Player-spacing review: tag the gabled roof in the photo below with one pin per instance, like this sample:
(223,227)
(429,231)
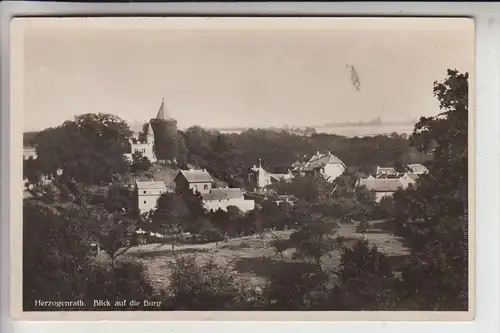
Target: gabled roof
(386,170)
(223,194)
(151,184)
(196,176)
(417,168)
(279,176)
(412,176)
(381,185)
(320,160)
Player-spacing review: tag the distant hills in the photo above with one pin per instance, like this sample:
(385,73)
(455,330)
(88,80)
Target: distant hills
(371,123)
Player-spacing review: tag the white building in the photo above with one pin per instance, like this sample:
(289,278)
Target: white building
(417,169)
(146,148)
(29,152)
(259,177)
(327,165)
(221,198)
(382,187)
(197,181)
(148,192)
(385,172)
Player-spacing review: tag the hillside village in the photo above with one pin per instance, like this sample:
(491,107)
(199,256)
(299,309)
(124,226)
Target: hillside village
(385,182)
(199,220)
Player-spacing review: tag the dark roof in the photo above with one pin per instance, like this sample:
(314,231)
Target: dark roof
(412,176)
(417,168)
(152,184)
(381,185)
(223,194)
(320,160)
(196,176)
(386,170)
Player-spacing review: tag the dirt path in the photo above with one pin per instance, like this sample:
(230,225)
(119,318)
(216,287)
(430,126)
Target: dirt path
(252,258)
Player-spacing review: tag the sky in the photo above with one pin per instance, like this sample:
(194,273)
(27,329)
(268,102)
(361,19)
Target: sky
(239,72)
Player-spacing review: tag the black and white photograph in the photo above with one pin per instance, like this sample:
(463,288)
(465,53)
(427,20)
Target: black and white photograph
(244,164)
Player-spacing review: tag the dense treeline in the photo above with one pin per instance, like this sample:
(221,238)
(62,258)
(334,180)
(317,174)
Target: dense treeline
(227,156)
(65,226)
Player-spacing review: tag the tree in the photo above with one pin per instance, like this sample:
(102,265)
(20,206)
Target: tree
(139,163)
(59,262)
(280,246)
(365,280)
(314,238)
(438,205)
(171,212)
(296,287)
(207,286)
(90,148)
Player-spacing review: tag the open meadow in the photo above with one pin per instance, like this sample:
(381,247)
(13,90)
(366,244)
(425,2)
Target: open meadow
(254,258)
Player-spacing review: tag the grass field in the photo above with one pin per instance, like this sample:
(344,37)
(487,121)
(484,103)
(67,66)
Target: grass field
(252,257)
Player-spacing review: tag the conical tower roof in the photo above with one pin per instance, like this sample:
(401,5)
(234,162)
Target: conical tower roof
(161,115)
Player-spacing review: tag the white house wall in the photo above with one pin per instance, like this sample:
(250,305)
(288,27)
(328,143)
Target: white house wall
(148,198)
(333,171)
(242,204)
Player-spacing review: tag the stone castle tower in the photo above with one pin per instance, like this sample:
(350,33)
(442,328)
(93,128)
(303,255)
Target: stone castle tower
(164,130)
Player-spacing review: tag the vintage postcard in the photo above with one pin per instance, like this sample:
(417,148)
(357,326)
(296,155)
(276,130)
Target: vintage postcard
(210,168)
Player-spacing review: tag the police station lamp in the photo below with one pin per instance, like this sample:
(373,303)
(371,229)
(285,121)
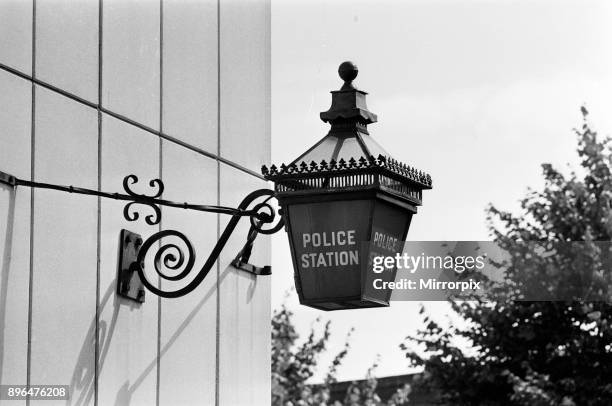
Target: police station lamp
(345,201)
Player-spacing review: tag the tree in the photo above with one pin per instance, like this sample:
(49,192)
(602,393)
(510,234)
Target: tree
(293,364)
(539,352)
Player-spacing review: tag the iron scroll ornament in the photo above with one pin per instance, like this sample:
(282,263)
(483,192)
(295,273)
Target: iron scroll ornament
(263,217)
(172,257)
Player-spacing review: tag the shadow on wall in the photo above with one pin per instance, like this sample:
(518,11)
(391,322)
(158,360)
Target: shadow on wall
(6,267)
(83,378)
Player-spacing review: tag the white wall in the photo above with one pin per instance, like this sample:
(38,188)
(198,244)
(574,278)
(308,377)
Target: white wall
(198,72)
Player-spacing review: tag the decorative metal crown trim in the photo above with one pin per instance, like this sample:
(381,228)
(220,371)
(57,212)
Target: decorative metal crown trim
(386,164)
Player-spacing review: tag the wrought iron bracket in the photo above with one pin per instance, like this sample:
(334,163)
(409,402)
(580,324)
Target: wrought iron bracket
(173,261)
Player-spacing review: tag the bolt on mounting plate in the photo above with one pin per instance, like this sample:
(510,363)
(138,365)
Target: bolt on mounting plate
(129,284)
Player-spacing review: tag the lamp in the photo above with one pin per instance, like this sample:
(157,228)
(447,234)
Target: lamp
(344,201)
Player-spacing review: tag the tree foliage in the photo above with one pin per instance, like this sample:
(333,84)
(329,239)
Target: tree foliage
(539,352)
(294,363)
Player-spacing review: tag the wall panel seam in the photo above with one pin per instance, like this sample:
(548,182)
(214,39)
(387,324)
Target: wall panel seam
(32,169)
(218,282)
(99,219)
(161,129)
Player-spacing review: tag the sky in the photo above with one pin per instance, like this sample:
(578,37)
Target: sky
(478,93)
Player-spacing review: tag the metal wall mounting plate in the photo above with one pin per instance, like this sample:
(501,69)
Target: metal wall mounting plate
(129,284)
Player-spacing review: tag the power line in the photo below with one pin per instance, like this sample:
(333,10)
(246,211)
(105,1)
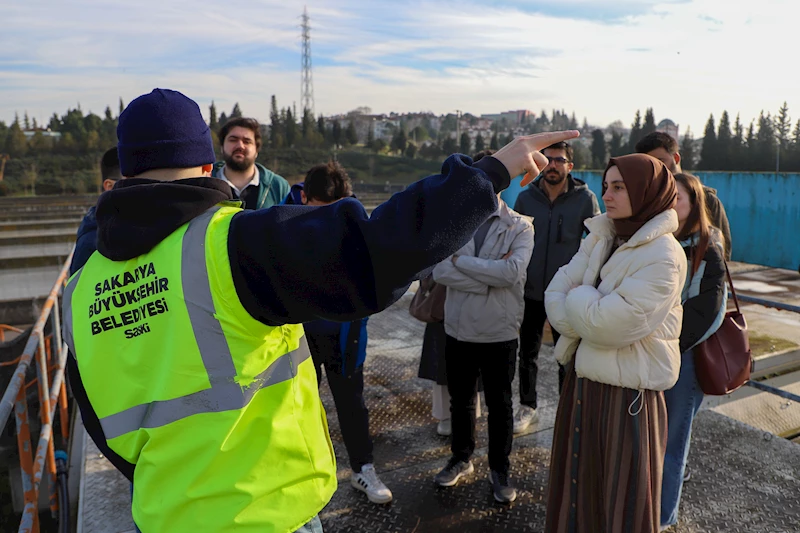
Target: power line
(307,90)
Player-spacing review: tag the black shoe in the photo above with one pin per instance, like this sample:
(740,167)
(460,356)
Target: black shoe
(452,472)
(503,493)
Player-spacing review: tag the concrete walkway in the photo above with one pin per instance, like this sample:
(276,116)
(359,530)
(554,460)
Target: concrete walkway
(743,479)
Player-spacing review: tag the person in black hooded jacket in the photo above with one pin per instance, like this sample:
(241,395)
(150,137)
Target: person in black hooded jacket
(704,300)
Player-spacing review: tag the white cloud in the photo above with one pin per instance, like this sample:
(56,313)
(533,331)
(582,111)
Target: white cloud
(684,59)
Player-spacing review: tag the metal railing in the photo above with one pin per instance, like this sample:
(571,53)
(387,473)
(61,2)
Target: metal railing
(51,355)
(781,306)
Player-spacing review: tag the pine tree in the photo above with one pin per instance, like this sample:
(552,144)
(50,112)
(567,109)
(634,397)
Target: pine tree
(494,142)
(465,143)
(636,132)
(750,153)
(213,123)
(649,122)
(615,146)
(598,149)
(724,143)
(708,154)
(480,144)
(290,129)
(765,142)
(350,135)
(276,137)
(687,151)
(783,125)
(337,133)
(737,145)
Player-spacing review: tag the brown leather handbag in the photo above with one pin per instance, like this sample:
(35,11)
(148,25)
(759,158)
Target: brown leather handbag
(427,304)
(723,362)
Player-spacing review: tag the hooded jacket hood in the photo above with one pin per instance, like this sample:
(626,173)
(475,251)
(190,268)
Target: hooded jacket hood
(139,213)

-*-

**Exercise objective:** Write out all of the entries again, substituting "Pin placement check" for every occurrence of "Player-spacing review" and changing nothing else. Leave the pictures out.

**Response to this task:**
Pin placement check: tag the gabled roof in the photo below with one pin per instance, like this sample:
(223,227)
(429,231)
Target: gabled roof
(386,170)
(223,194)
(151,184)
(196,176)
(417,168)
(279,176)
(412,176)
(381,185)
(320,160)
Pin placement check: tag the distant hills in the photo above with one pin per instance, like this sample:
(385,73)
(455,330)
(88,80)
Target: distant hills
(371,123)
Pin placement check: tag the white building in the photo above with one pin per instance, like this sample:
(289,278)
Target: white building
(417,169)
(146,148)
(29,152)
(259,177)
(327,165)
(221,198)
(382,187)
(197,181)
(148,192)
(385,172)
Pin placement check: tag the hillside village in the photo above with one pin per instance, like this sample:
(491,107)
(199,256)
(299,309)
(124,226)
Target: hillside village
(385,182)
(199,220)
Pin placement check: tag the dark roof in the photo above with one pin per instance, like this sample:
(314,231)
Target: dark roof
(412,176)
(417,168)
(152,184)
(381,185)
(223,194)
(320,160)
(196,176)
(386,170)
Pin placement check: tag the dirt path in the photo above with one pin per instance, like this sample:
(230,225)
(119,318)
(216,287)
(430,126)
Target: dirt path
(252,258)
Pin placement check: tag the sky in the photo above with one pin per instance, like this sample:
(194,273)
(27,329)
(268,102)
(361,19)
Target: sky
(239,72)
Pin placement check: tag the black and white photograph in the photo above with one pin per instance, like this sample:
(463,288)
(465,53)
(427,20)
Target: black and white photograph
(244,164)
Pin placement check: tag the dense treeline in the photo above with one pin per instance, like this sample:
(221,238)
(62,258)
(334,180)
(317,174)
Target: dense treeline
(227,156)
(65,226)
Pin placement check: tag the tree in the photo above with one pin per instance, like this sample:
(102,265)
(20,206)
Target: tree
(139,163)
(59,262)
(280,246)
(365,280)
(314,238)
(438,205)
(171,212)
(296,287)
(207,286)
(90,148)
Pin placement check: tag the open meadow in the photo above with one pin per instance, like this sample:
(381,247)
(13,90)
(366,244)
(425,2)
Target: open meadow
(254,258)
Pin placement check: tag the grass field in the photo above with one pin per instance, like this sample:
(344,37)
(487,121)
(484,103)
(67,66)
Target: grass field
(252,257)
Pin placement check: tag the conical tower roof in the photo above with one pin per instance, like this sample:
(401,5)
(234,162)
Target: conical tower roof
(161,115)
Pin placement check: tag the white house wall in the photo above with one pin per instance, like this sample:
(250,305)
(288,27)
(328,143)
Target: white house wall
(148,198)
(333,171)
(242,204)
Pin placement check: tag the stone castle tower in the photo above with one pin per instance, like this sample:
(350,33)
(442,328)
(93,128)
(303,255)
Target: stone castle tower
(164,130)
Pin placement check: tag the vintage postcard in the photo above with one pin per instance, like this sample:
(417,148)
(357,326)
(296,155)
(276,130)
Target: vintage postcard
(210,168)
Pin placement check: tag the police station lamp in the photo below with one pin per instance, like this sample:
(373,303)
(371,229)
(285,121)
Target: police station lamp
(345,201)
Pin placement check: tag the tree in the photo above with one pin per instance, like this sample:
(49,192)
(602,393)
(510,234)
Target: tree
(293,364)
(539,352)
Pin placement check: tag the iron scroll ornament in the photo above with one pin per instance, like this sample:
(282,263)
(483,192)
(295,273)
Target: iron scroll ornament
(263,217)
(172,257)
Pin placement check: tag the shadow on wall in the photo above with one pin per instance, like this sample:
(518,11)
(391,322)
(158,360)
Target: shadow on wall
(6,267)
(83,378)
Pin placement check: tag the white wall in the photo above with one pin per instance, like this sample:
(38,188)
(198,244)
(574,278)
(308,377)
Target: white wall
(198,72)
Pin placement check: tag the decorative metal crown trim in the photo above with one pin per instance, like this sample:
(381,228)
(220,371)
(57,212)
Target: decorative metal crown trim
(386,164)
Pin placement check: tag the wrought iron bracket in the photo above with one pin per instance, like this sample:
(334,163)
(409,402)
(580,324)
Target: wrought iron bracket
(173,261)
Pin placement check: tag the bolt on mounting plate in the photo above with one pin per instance, like this sample:
(510,363)
(138,365)
Target: bolt on mounting plate
(129,284)
Pin placement check: tag the lamp in the photo above with one pin per instance, like this sample:
(157,228)
(447,234)
Target: lamp
(344,201)
Pin placement check: tag the tree foliage in the photo above with one pin per instance, like this sample:
(333,84)
(329,239)
Target: tree foliage
(539,352)
(294,363)
Pin placement check: tag the wall panel seam in the photo above with one pin per instance, like this sample:
(548,182)
(214,39)
(387,324)
Target: wall panel seam
(32,169)
(218,282)
(99,219)
(161,129)
Pin placement check: tag the sky in the photo above with one pin per instance, like this sample:
(578,37)
Target: sky
(478,93)
Pin placement check: tag the metal wall mounting plate in the photo above with one pin per instance, like this sample:
(501,69)
Target: metal wall mounting plate
(129,284)
Pin placement check: tag the power line in the photo below with one pin per instance, like this sample:
(333,10)
(246,211)
(105,1)
Target: power line
(307,90)
Pin placement check: tag the black shoe in the photo above with one pin per instance, like this sample:
(740,167)
(460,356)
Target: black shoe
(452,472)
(503,493)
Pin placement check: tag the concrete walkway in the photo above with one pin per instance, like this sample:
(276,116)
(359,530)
(554,460)
Target: concrete walkway
(743,479)
Pin placement check: tag the person in black hooded jacket in the photo above with one pin per instance, like this sample:
(241,395)
(150,137)
Target: person in black hooded jacket
(704,300)
Pin placement check: tag the white cloud in the photo above with one pin per instance, like this sample:
(56,313)
(533,331)
(582,111)
Target: white cloud
(684,59)
Pin placement check: tag the metal railing in the photo above with one pin per instance, like this sample:
(571,53)
(387,473)
(61,2)
Target: metal railing
(51,355)
(781,306)
Pin placement check: tag the pine tree in the photo above with one pin per instance, like this sample:
(552,144)
(50,112)
(567,109)
(634,397)
Target: pine tree
(494,142)
(465,143)
(636,132)
(750,153)
(213,123)
(649,122)
(615,146)
(598,149)
(724,143)
(708,154)
(480,144)
(290,129)
(765,142)
(350,135)
(276,137)
(687,151)
(783,125)
(337,133)
(737,145)
Pin placement check: tag the brown leather handbag in the photo above with one pin per instance, like this sample:
(35,11)
(148,25)
(759,158)
Target: brown leather handbag
(427,304)
(723,362)
Pin placement check: tag the hooded jacket hood in the photo above with one pin per instance, like this sample:
(626,173)
(475,251)
(190,268)
Target: hooded jacket hood
(139,213)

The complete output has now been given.